:: TASK INSTRUCTIONS ::
Print word for word the first line of the records below and every following line through the one containing "Target: woman in pink coat dress"; print nothing else.
═══ DATA SUPPLIED ═══
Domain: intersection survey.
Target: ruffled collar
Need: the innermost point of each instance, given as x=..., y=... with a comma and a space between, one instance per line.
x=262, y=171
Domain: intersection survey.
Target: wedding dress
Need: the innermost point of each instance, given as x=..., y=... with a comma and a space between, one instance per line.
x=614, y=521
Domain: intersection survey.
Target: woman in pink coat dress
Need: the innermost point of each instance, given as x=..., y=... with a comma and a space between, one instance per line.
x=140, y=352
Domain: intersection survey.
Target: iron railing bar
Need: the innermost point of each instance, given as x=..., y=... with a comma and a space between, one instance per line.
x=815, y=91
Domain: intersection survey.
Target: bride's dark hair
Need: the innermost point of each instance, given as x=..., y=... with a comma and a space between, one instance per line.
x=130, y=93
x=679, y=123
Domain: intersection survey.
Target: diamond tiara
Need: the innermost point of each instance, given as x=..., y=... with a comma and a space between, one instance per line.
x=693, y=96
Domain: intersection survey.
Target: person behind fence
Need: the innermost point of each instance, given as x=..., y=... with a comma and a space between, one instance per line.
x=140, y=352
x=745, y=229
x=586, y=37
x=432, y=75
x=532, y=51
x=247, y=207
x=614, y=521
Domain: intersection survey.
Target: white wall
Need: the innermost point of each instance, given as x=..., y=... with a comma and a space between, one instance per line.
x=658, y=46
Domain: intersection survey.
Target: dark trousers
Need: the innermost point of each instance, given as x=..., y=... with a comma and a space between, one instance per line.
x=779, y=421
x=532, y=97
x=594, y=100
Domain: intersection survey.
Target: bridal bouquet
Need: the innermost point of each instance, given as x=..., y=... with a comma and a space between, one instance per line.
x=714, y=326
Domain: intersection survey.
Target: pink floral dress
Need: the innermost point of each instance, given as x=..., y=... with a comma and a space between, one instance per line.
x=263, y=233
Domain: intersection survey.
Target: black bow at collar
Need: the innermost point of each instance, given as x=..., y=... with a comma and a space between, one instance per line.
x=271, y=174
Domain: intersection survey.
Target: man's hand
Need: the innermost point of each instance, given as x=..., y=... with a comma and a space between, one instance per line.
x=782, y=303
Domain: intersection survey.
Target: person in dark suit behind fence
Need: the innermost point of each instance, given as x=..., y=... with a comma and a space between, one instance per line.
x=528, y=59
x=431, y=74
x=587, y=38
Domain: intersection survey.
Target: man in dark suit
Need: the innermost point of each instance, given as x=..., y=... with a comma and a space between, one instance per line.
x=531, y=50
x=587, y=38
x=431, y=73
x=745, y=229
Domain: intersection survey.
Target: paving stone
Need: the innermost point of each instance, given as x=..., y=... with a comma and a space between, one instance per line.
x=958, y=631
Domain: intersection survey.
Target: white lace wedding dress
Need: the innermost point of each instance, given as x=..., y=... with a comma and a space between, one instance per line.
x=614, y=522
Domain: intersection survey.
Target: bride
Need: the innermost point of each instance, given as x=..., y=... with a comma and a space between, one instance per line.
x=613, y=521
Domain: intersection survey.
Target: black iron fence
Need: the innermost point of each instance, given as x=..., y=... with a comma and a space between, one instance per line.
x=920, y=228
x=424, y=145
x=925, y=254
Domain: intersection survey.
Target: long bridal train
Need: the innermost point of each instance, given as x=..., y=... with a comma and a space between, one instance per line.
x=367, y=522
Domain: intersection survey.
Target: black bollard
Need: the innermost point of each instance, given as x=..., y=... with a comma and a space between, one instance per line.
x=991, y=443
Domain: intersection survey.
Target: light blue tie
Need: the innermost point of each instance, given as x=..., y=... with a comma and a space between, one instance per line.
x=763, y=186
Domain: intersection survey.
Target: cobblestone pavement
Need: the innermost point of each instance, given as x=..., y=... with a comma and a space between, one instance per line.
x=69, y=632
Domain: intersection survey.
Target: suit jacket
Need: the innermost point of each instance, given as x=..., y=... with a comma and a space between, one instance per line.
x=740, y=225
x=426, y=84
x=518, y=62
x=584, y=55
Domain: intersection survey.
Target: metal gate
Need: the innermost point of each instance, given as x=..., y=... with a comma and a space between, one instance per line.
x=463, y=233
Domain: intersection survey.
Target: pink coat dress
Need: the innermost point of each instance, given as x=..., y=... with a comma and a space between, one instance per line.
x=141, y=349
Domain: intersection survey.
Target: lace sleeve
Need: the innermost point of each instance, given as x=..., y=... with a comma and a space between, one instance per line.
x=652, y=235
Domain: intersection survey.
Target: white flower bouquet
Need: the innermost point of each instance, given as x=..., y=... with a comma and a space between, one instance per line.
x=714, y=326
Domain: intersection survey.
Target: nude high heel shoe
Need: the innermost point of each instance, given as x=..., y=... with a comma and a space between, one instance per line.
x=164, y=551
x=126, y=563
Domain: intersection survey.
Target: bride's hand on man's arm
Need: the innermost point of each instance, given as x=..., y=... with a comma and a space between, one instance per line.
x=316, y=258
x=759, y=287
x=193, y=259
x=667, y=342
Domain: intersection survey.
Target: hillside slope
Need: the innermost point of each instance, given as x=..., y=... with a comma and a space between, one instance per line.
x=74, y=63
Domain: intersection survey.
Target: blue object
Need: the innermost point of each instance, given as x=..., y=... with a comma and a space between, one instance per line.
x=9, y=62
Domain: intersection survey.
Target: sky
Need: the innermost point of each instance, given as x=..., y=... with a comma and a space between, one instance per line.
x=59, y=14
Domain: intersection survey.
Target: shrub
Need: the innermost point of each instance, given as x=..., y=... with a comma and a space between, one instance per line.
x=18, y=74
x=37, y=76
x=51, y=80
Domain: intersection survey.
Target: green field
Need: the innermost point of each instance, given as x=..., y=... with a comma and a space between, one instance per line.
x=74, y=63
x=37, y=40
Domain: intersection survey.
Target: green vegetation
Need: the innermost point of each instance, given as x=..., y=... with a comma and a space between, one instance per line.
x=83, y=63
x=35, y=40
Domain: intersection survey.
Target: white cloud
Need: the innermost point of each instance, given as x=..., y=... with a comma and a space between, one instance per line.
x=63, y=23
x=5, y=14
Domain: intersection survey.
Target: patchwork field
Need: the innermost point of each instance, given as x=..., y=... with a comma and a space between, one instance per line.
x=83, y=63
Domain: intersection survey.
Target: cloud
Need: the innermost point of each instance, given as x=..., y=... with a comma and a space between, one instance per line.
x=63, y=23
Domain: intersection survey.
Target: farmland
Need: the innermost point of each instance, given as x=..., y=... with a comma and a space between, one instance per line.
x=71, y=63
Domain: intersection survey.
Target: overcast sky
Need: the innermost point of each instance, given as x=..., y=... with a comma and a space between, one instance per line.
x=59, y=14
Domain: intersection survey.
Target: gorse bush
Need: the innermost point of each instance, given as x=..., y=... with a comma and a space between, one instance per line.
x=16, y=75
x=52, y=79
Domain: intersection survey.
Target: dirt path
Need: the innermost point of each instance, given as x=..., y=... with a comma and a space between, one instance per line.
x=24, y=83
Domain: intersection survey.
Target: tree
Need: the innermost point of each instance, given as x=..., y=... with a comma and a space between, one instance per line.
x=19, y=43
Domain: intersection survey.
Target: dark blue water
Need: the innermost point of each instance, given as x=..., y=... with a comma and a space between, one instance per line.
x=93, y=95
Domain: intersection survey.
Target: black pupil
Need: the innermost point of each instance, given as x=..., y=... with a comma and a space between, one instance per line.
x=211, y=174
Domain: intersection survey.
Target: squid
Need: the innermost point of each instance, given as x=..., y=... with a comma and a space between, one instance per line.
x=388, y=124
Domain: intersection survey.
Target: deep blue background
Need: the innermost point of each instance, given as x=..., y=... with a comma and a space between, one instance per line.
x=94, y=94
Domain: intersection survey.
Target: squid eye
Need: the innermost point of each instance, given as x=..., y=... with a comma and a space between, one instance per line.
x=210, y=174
═══
:: OUTPUT ::
Domain: intersection survey.
Target: ruffled collar
Need: the innermost point of each instance, given as x=..., y=... with a comma and a space between, one instance per line.
x=262, y=171
Domain: intersection survey.
Target: wedding dress
Need: the innermost point of each instance, given as x=..., y=... with a comma and a space between, one instance per line.
x=614, y=521
Domain: intersection survey.
Target: woman in pink coat dress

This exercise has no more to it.